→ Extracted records

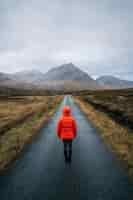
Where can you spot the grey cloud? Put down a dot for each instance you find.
(95, 35)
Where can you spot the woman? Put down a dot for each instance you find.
(67, 131)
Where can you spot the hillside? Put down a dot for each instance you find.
(114, 83)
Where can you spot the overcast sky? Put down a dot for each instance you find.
(95, 35)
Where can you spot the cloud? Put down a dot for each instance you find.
(95, 35)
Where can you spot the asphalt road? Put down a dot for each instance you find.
(42, 174)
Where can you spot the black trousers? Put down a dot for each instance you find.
(67, 149)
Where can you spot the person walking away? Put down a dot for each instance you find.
(67, 131)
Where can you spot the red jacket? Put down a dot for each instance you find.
(66, 126)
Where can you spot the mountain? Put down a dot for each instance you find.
(67, 72)
(29, 76)
(4, 77)
(112, 82)
(67, 77)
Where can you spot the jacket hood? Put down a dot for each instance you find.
(66, 110)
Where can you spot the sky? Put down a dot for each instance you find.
(95, 35)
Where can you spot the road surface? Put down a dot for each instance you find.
(42, 174)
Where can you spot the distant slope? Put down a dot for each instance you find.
(65, 77)
(67, 72)
(29, 76)
(68, 77)
(4, 77)
(113, 82)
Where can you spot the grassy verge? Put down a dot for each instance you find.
(119, 138)
(13, 141)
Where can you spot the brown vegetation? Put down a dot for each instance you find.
(118, 137)
(20, 119)
(118, 104)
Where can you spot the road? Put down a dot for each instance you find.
(42, 174)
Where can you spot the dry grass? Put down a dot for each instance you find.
(118, 104)
(119, 138)
(23, 117)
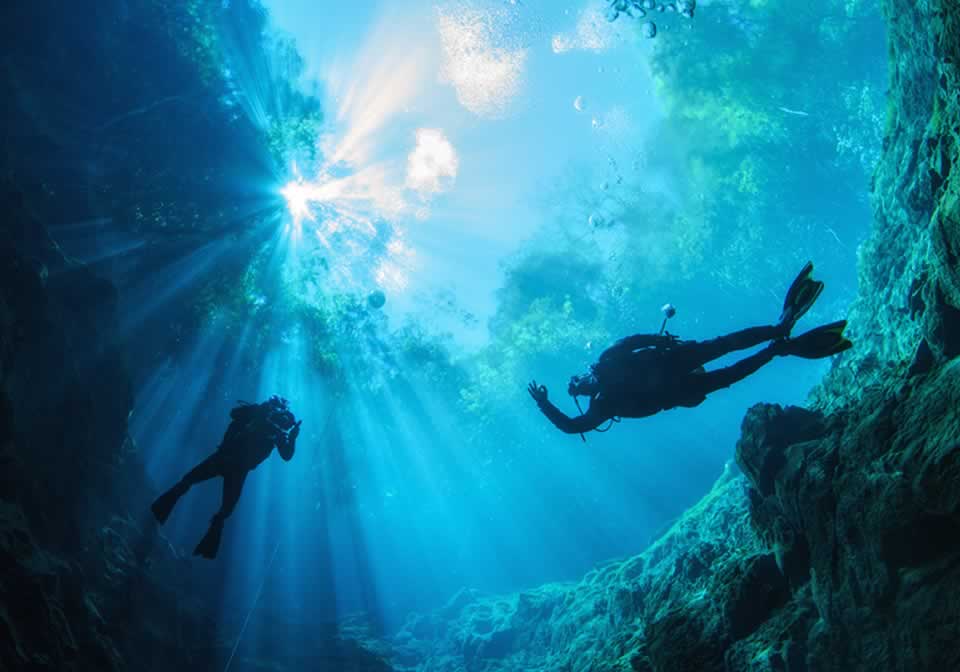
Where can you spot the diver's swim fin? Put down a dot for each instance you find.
(817, 343)
(210, 543)
(163, 505)
(802, 294)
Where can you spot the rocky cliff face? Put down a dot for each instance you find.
(906, 317)
(75, 590)
(86, 581)
(839, 546)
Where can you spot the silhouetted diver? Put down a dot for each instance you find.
(254, 430)
(644, 374)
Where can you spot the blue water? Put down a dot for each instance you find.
(525, 182)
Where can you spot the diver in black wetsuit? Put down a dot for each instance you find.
(647, 373)
(254, 430)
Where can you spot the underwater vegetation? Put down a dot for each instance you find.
(146, 283)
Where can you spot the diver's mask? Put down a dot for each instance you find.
(279, 413)
(585, 385)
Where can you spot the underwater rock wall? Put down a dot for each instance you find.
(838, 550)
(908, 312)
(75, 592)
(839, 547)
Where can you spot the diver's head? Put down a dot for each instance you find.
(585, 385)
(279, 413)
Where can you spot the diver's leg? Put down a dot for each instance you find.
(209, 468)
(703, 384)
(232, 487)
(688, 356)
(163, 505)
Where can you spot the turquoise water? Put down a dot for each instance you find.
(522, 182)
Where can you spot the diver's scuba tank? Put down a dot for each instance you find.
(668, 311)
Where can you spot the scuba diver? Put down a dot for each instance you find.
(254, 430)
(644, 374)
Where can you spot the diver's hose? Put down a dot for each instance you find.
(253, 606)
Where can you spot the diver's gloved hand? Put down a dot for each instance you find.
(669, 339)
(538, 392)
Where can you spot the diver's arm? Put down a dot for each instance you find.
(593, 418)
(578, 425)
(287, 442)
(638, 341)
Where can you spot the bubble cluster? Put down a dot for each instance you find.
(639, 8)
(376, 299)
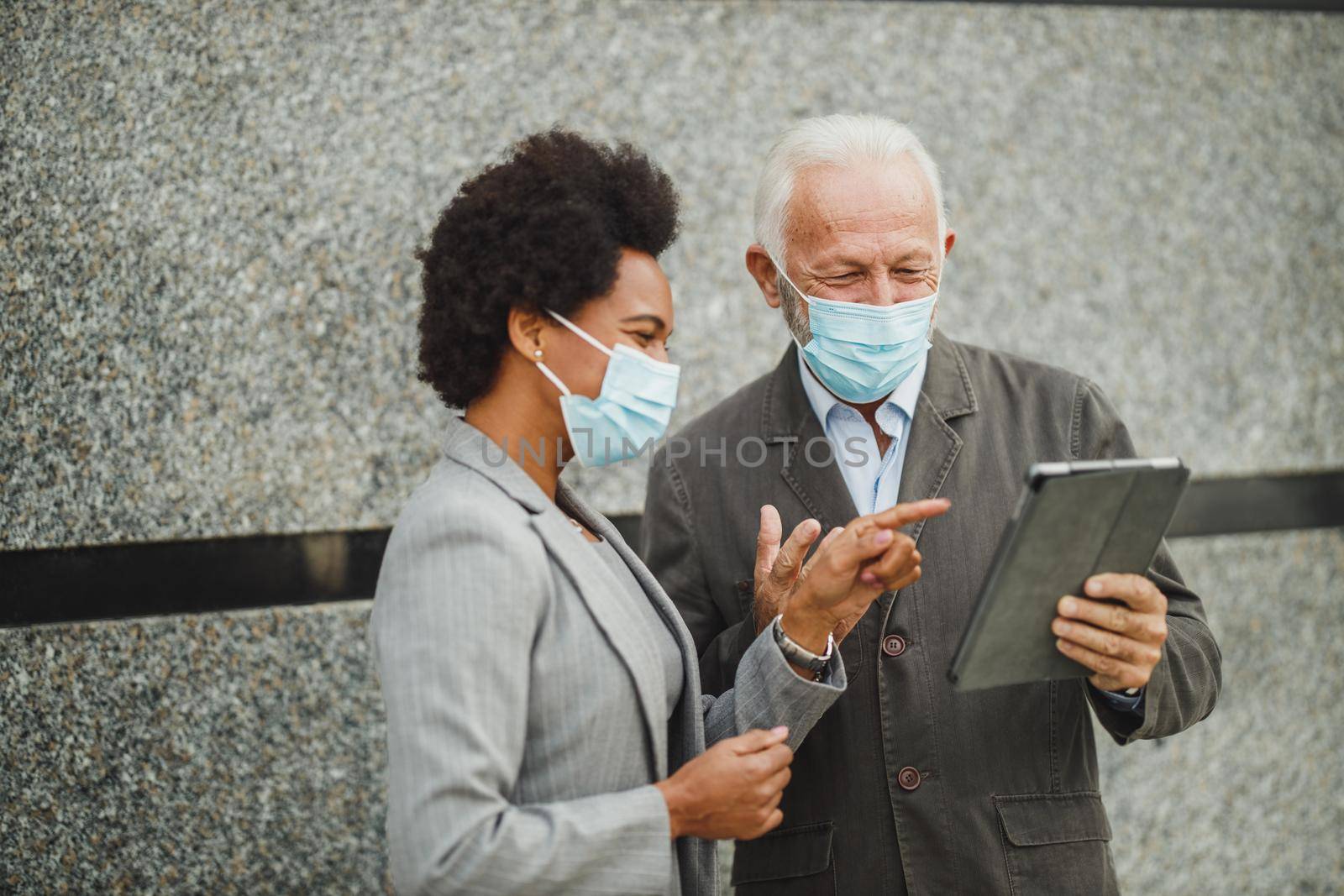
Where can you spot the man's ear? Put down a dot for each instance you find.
(528, 331)
(764, 273)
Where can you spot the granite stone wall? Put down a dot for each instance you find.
(207, 301)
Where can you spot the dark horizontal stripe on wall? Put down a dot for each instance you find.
(1290, 6)
(111, 582)
(71, 584)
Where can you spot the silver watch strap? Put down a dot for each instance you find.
(796, 653)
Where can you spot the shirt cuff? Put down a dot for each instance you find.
(1120, 700)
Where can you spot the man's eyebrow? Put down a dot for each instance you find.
(654, 318)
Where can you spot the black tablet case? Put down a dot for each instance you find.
(1073, 520)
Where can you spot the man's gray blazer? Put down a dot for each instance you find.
(907, 785)
(526, 700)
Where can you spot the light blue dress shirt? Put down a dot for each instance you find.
(874, 477)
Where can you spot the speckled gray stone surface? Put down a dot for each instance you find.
(207, 302)
(214, 754)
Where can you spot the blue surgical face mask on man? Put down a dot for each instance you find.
(631, 411)
(862, 352)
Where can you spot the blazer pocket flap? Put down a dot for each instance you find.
(790, 852)
(1038, 820)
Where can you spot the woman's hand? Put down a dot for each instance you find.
(851, 567)
(732, 789)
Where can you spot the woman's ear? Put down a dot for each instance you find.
(528, 331)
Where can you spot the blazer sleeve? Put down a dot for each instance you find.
(461, 597)
(1189, 676)
(669, 548)
(768, 692)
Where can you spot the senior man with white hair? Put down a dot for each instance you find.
(906, 785)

→ DIRECTIONS FOR THIS TASK
Copy every line of the data exactly as written, excluding the pictures.

→ RESPONSE
Where can you spot the grey cloud? Put down a dot for each instance you find.
(95, 35)
Where can you spot the woman? Put down a dot for each instance you find.
(67, 131)
Where can you spot the hillside? Put down a dot for each instance you find.
(114, 83)
Where can you spot the overcast sky? Put down a dot for each instance you find.
(95, 35)
Where can you spot the cloud? Put down a dot for each instance you find.
(95, 35)
Where can you spot the asphalt road? Put down a dot for each instance you find.
(42, 174)
Where can you spot the black trousers? Put down a dot for each instance you find.
(67, 149)
Where can you spot the person walking away? Put down a dot for each instance you find.
(67, 131)
Where can you spot the red jacket? Put down a dot for each instance you find.
(66, 126)
Where can you spot the mountain? Put down a dot for each instance you find.
(67, 72)
(29, 76)
(4, 77)
(112, 82)
(67, 77)
Where can you spot the jacket hood? Put down a dot for each instance you find.
(66, 110)
Where can you spot the sky? Put down a dot for each instance you find.
(95, 35)
Where can you spot the road surface? Put down a dot for each instance you find.
(42, 174)
Where can you spot the distant slope? Put down a dot for each instance you find.
(65, 77)
(67, 72)
(29, 76)
(68, 77)
(4, 77)
(113, 82)
Where can you spot the grassy verge? Put down a dot for each instance you find.
(119, 138)
(13, 141)
Where can you spot the brown vegetation? Put down a dot for each instance you find.
(118, 137)
(20, 119)
(118, 104)
Where can you spot the road? Put down a dot for each instance you find.
(42, 174)
Where can you spot the dry grass? Put down a dot for each instance you find.
(118, 104)
(119, 138)
(23, 117)
Where can you spot the diver's swim fin? Put down a dot for each instance you find.
(817, 343)
(210, 543)
(163, 505)
(802, 294)
Where can you spot the rocky cliff face? Put down a dot for each instance you find.
(906, 317)
(75, 590)
(86, 581)
(839, 546)
Where can you spot the silhouetted diver? Put down a dot for each instance you find.
(254, 430)
(644, 374)
Where can you spot the blue water? Put down a dot for each instance you find.
(525, 182)
Where can you spot the diver in black wetsuit? Put down a dot for each instance you find.
(647, 373)
(254, 430)
Where can you spot the underwater vegetation? Put down a dot for each instance you find.
(146, 283)
Where can you spot the diver's mask? Put down a dot for each instance you find.
(279, 413)
(585, 385)
Where can you spot the underwater rock wall? Put down a dot for each instance you find.
(838, 550)
(908, 312)
(75, 592)
(839, 547)
Where can you spot the diver's head? Put down a dot for each instance you find.
(585, 385)
(279, 413)
Where can you spot the diver's leg? Put down a dot for each instance you find.
(209, 468)
(703, 384)
(232, 487)
(688, 356)
(163, 505)
Where can you spot the turquoise water? Put down a dot for each instance you find.
(522, 182)
Where can you spot the diver's scuba tank? Put down a dot for each instance you find.
(668, 311)
Where can you spot the scuba diver? Put down a dot for each instance you find.
(254, 430)
(644, 374)
Where can you spot the diver's hose? Put down a dot for each instance you find.
(253, 606)
Where can you spot the diver's gloved hand? Put down a dot for each instance you find.
(669, 339)
(538, 392)
Where can you spot the diver's arm? Put down a dot for each instance you find.
(593, 418)
(578, 425)
(287, 442)
(638, 341)
Where can you spot the bubble cluster? Put down a dot for each instance you find.
(639, 8)
(376, 299)
Where can you spot the man's ear? Put down a dot for each instance you find.
(528, 331)
(764, 273)
Where can you spot the granite stone wall? Put down a dot for each instance you find.
(207, 301)
Where can you spot the dark horizontal stripe on wall? Put down a dot for each instance you find.
(1290, 6)
(111, 582)
(71, 584)
Where can you spot the silver watch strap? Put down a dot for each instance you find.
(796, 653)
Where can you spot the shirt cuff? Put down a dot for each instance you find.
(1120, 700)
Where can you spot the man's eyebrow? Put down a dot for each instance you find.
(654, 318)
Where can you spot the black tablet case? Put down a dot for each instance you find.
(1073, 520)
Where can you spot the man's gray blazer? Put down a dot for each instance you find.
(907, 785)
(526, 700)
Where can you spot the light blue dress shirt? Put down a dot for each instance you find.
(874, 477)
Where can you spot the speckled gray stone surface? Put down a dot for each instance you find.
(207, 302)
(214, 754)
Where can you spot the blue surgical face mask on man? Put down a dot for each instance you find.
(631, 411)
(862, 352)
Where can you spot the blazer pocket flap? Put down a dot for each instance you find.
(790, 852)
(1038, 820)
Where can you spot the woman's hand? Put down a dot for each instance you find.
(851, 567)
(732, 789)
Where can you spot the woman's ear? Put down a dot for each instance you find.
(528, 331)
Where can you spot the blazer sleeve? Put down a dot for each instance you find.
(461, 597)
(1189, 676)
(669, 548)
(768, 692)
Where can you spot the senior man with white hair? Put down a dot for each instance you find.
(906, 785)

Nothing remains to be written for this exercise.